Page excerpt –
Skip to content

Data in other file formats

We understand that Excel may not be everyone's preferred option but:

  • it is extremely commonly used,
  • it is widely available,
  • the format is well supported in a range of programming languages, and
  • it is well-suited to storing tabular data frames, as long as the data is well structured and validated.

However, you can include files in any format in a dataset published through the safedata system. These could include zipped archives containing raw data that has been used to construct the analysis data, GIS files, or really anything that is included in the dataset.

Even if all of your actual data is in other file formats, you will still need to fill in an Excel template containing the key metadata for your dataset:

  • Fill in a standard Excel template, using the Summary, Taxa (GBIFTaxa and/or NCBITaxa) and Locations worksheets to provide basic metadata and spatial and taxonomic indexing.
  • In the Summary sheet, use the External file and External file description rows to provide a name and description for every external file you want to upload.
  • Use the standard data worksheets to provide field descriptions for any tabular data held in external files as described below.

Some key points:

  • File names must not contain spaces and you should use the exact file name of the data file in the metadata description.
  • You must also complete the Taxa and Locations worksheets if applicable. We will not be able to validate them against the external data but we will be able to add the taxa and locations to our data index.
  • You can mix standard Excel data worksheets and references to external files. In this way you can provide bulk raw data and processed data tables.
  • If you have have many small files, then zipping them up and providing a broad description is preferable.

Tabular data in other formats

We would prefer data tables to be included as Excel worksheets but there are good reasons not to use Excel for tabular data:

  • Very large data tables. Excel struggles with very large numbers of rows and reading data from large Excel files can be very slow. We're happy to accept very large tables submitted in other commonly accessible formats as simple text files, compressed text files, R data files and the like.

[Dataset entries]
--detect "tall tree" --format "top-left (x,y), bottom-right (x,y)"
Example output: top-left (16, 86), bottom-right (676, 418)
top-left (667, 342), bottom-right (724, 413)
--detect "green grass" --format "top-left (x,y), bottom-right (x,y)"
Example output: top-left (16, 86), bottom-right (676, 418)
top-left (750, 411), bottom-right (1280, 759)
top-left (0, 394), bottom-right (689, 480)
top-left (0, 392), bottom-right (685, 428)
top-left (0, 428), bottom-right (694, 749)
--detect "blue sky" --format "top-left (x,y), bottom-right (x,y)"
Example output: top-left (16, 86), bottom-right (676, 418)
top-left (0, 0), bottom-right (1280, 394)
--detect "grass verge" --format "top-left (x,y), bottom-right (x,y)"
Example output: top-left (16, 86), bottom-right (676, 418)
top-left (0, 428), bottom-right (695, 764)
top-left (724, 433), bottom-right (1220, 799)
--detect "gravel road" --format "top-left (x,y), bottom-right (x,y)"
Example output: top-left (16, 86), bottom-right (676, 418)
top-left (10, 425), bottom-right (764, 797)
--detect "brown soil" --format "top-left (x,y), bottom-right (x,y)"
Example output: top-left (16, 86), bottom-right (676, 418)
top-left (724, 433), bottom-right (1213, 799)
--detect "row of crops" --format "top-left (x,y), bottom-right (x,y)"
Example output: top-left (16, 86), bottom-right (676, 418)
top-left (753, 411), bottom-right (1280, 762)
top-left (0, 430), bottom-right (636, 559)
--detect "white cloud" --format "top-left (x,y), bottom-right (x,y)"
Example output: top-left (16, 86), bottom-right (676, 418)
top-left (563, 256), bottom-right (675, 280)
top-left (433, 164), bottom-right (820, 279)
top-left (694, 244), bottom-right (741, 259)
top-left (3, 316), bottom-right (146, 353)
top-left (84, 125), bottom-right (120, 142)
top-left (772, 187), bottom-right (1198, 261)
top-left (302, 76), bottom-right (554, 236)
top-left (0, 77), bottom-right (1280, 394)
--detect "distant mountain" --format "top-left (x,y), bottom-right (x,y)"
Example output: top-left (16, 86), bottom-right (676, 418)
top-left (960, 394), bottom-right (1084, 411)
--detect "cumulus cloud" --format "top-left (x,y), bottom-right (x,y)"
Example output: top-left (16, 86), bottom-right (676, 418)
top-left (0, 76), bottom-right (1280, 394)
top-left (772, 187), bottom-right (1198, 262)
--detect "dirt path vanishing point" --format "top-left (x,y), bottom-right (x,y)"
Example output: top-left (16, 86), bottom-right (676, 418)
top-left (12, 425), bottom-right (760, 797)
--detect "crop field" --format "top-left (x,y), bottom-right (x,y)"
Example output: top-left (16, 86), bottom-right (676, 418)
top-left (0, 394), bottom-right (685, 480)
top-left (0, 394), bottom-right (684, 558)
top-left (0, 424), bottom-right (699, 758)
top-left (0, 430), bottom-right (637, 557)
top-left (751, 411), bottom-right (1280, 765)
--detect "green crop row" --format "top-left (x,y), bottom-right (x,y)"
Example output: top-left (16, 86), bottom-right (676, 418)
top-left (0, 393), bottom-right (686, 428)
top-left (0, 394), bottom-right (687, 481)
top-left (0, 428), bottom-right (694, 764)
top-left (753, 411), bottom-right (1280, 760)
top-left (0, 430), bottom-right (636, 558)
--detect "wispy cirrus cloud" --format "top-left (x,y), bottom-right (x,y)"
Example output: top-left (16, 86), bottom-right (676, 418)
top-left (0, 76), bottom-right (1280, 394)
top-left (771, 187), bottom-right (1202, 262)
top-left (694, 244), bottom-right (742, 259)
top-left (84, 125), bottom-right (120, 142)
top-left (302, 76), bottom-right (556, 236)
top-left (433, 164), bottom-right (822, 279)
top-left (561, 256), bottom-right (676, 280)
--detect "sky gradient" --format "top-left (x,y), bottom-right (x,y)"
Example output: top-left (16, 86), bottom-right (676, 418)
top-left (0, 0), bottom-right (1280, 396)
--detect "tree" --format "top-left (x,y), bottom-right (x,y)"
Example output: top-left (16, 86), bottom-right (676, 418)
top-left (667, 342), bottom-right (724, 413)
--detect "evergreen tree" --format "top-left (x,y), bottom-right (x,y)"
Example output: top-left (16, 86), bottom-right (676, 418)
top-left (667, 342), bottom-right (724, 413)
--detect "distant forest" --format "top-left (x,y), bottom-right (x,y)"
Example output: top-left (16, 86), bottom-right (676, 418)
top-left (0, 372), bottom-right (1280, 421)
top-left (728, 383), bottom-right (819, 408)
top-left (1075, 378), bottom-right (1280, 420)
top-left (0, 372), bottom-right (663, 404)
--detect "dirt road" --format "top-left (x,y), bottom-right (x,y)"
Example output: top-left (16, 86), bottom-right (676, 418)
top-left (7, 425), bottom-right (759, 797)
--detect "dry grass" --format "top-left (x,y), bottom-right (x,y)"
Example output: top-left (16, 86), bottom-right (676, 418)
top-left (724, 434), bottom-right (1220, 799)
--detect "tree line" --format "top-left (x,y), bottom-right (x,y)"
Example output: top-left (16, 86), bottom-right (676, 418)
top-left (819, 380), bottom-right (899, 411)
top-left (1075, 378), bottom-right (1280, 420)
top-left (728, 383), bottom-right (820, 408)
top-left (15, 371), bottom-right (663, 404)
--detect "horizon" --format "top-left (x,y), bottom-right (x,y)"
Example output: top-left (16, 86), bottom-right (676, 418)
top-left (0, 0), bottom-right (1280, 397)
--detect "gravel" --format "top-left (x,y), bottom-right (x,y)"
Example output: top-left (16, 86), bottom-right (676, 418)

What this exercise asks –
(a) According to the page on data in other file formats, what is preferable if you have many small files?
(b) Extend the page on data in other file formats from the point where it stops.

Outputs for the tasks –
(a) Zipping them up and providing a broad description.

(b)
  • Structured databases. If your dataset is a SQL database or something similar, with table definitions, constraints, keys and the like, then forcing it into an Excel workbook is a poor idea. We are happy to accept database dump files, but these must be text dumps so that they are portable.

If you do provide tabular data in another format, then you will still need to provide an Excel file to provide metadata and this should include completing a data worksheet describing the table metadata. The data worksheet does not need to contain any of the actual data but it will allow us to index the available fields. Briefly:

  • Create a worksheet for the table and describe the fields.
  • In the data worksheet block on the Summary sheet, use the Worksheet external file row to give the name of the file containing the tabular data. This must appear in the list of external file names and description.
  • If an external file contains more than one data table, then it is fine to refer to the same file in more than one data worksheet.

Very large files

Zenodo are pretty generous with their filespace but there are limits. An obvious example of very large supporting datasets are bulk media files like audio and camera trap images. These may need long-term bulk storage outside of Zenodo and we are currently exploring options to host such data.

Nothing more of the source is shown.